• [WORK INSTRUCTIONS]: Print again, word for word, all of the records below, and leave the pictures out.

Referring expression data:
┌──

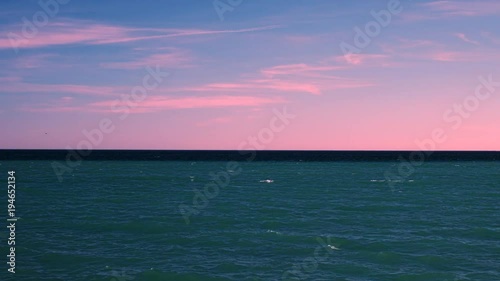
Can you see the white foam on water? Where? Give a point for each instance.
(267, 181)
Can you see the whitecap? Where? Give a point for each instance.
(267, 181)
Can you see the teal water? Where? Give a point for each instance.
(118, 221)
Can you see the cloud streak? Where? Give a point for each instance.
(91, 33)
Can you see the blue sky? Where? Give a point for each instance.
(228, 77)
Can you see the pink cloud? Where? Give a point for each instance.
(301, 68)
(156, 103)
(174, 59)
(364, 59)
(15, 86)
(464, 38)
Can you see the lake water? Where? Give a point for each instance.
(154, 220)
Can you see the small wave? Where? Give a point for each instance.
(333, 247)
(267, 181)
(273, 231)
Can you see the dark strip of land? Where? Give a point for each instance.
(248, 155)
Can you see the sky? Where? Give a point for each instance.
(250, 74)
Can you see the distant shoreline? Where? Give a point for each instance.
(247, 155)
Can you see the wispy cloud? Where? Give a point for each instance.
(91, 33)
(15, 85)
(464, 38)
(171, 59)
(464, 8)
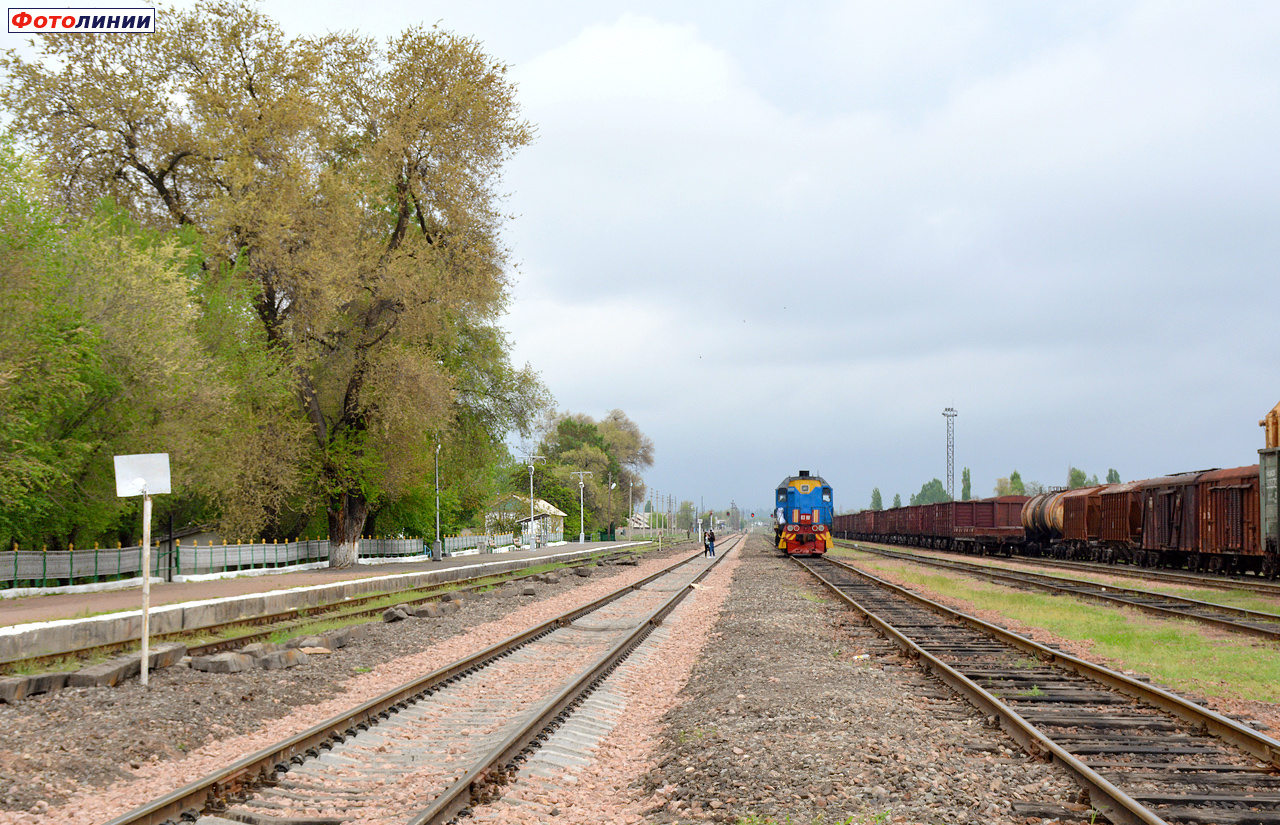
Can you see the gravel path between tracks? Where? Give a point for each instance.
(798, 713)
(88, 755)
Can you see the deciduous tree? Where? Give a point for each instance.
(931, 493)
(347, 187)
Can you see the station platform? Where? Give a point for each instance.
(55, 622)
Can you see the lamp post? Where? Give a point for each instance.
(531, 461)
(435, 548)
(612, 530)
(581, 518)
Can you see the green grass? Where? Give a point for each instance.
(1174, 652)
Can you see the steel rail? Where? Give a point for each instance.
(291, 618)
(210, 792)
(1119, 806)
(1095, 591)
(1123, 807)
(458, 797)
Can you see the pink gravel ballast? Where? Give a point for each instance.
(160, 778)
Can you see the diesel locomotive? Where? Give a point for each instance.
(801, 514)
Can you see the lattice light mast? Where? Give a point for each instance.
(951, 450)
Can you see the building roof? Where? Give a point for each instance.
(516, 503)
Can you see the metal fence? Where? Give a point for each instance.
(30, 568)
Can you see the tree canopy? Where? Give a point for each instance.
(931, 493)
(343, 197)
(613, 450)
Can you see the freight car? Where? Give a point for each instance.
(982, 526)
(1202, 521)
(801, 514)
(1217, 521)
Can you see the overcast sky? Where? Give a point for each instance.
(785, 237)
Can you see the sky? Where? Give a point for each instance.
(786, 237)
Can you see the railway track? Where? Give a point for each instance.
(455, 736)
(1224, 617)
(229, 636)
(1143, 755)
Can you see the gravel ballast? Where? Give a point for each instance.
(796, 711)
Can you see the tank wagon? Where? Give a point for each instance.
(1217, 521)
(801, 514)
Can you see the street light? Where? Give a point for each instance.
(581, 517)
(531, 461)
(435, 548)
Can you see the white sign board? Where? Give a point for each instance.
(145, 472)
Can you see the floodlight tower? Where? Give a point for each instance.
(951, 450)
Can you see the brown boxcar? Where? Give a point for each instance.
(1170, 531)
(1082, 510)
(1228, 513)
(1120, 523)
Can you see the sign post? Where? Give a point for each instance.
(144, 475)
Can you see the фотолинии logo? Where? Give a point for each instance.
(82, 21)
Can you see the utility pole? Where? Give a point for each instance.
(951, 452)
(581, 518)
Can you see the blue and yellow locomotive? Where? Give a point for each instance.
(801, 514)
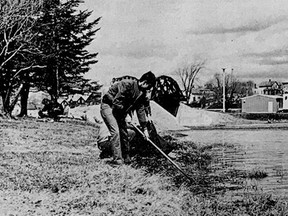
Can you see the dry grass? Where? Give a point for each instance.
(54, 169)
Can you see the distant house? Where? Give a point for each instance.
(199, 94)
(262, 103)
(270, 88)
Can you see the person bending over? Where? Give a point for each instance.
(121, 99)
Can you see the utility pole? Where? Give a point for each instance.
(223, 89)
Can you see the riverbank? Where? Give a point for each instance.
(251, 125)
(53, 168)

└──

• [ANSWER]:
Can you see the white foam on water? Where? Give a point for each instance.
(267, 181)
Can you see the whitecap? Where? Give a point for each instance.
(267, 181)
Can you see the teal water? Where? Give a point for each instance.
(118, 221)
Can you see the cloud streak? Where? Give a point for each instance.
(91, 33)
Can you see the blue sky? Where? Give a point for each instance.
(228, 77)
Can you see the pink cloud? Where? Give a point for each instance.
(301, 68)
(156, 103)
(174, 59)
(364, 59)
(15, 86)
(464, 38)
Can you see the lake water? Where? Give a point for each instance.
(154, 220)
Can you see the small wave? Where? Give a point for each instance.
(333, 247)
(267, 181)
(273, 231)
Can you see the dark strip of land? Where? Give a point for each instance.
(248, 155)
Can you see the sky? Where? Give a point for each instance.
(250, 74)
Can you see the distant shoreline? Where? Give a point for each instance.
(247, 155)
Can you see the wispy cloud? Where? Give a point for each instance.
(91, 33)
(15, 85)
(464, 38)
(171, 59)
(464, 8)
Can you see the gravel path between tracks? Where? Give a point for each instance.
(798, 713)
(88, 755)
Can you see the deciduous tree? Where? Give a point for each instance.
(931, 493)
(347, 187)
Can you see the station platform? Where? Give a point for each instance.
(55, 622)
Can you see the lamp post? Where? Give a point for each instance.
(531, 461)
(435, 548)
(612, 530)
(581, 518)
Can you see the green grass? Where? Give a point for each instance.
(1174, 652)
Can you see the steel rail? Where? Give a point for each instance.
(291, 618)
(210, 792)
(1119, 806)
(1095, 591)
(1123, 807)
(458, 797)
Can you see the pink gravel ballast? Where? Give a point for each instance.
(160, 778)
Can you see the diesel locomotive? Where? Give a point for each instance.
(801, 514)
Can you see the lattice light mast? Where? Give a point for each instance.
(951, 450)
Can you see the building roof? Where? Give a point for each instance.
(516, 503)
Can you see the metal fence? Where? Give a point for each instance.
(30, 568)
Can you see the tree canopy? Where? Give a point for each instance.
(931, 493)
(343, 197)
(613, 450)
Can you see the freight car? Where? Give a point for each instance.
(982, 526)
(1202, 521)
(801, 514)
(1217, 521)
Can you see the overcast sky? Where? Give a point for each instance.
(785, 237)
Can you see the sky? Where? Give a point for each instance.
(786, 237)
Can you see the railway track? Where? Give a point for each instance.
(455, 736)
(1224, 617)
(229, 636)
(1143, 755)
Can you see the gravel ballast? Where? Give a point for each instance.
(796, 711)
Can you see the tank wagon? Where? Give a point for each instance.
(1217, 521)
(801, 514)
Can you see the street light? Where? Give a point for each instance.
(581, 517)
(531, 461)
(435, 548)
Can you see the white sign board? Where? Give a point for each instance.
(145, 472)
Can you see the floodlight tower? Where? Give a point for each instance.
(951, 450)
Can you see the brown boxcar? Where? Give a point for each instance.
(1170, 531)
(1082, 510)
(1228, 513)
(1120, 523)
Can you see the sign post? Where? Give a point for each instance.
(144, 475)
Can you see the фотолинии logo? Where? Give a point for each instance.
(82, 21)
Can you see the utility pole? Where? Give a point for each instance.
(951, 452)
(581, 518)
Can you see the blue and yellow locomotive? Where? Give a point for each instance.
(801, 514)
Can you see the dry grass? Where? Give a point for each instance.
(54, 169)
Can you see the distant house? Where? Give a point for each instance.
(199, 94)
(262, 103)
(270, 88)
Can you see the person bending over? Where? Give a point for each instance.
(121, 99)
Can you see the utility pole? Where? Give a point for each instance.
(223, 89)
Can you see the riverbank? Where? Give a point for each instance.
(251, 125)
(53, 168)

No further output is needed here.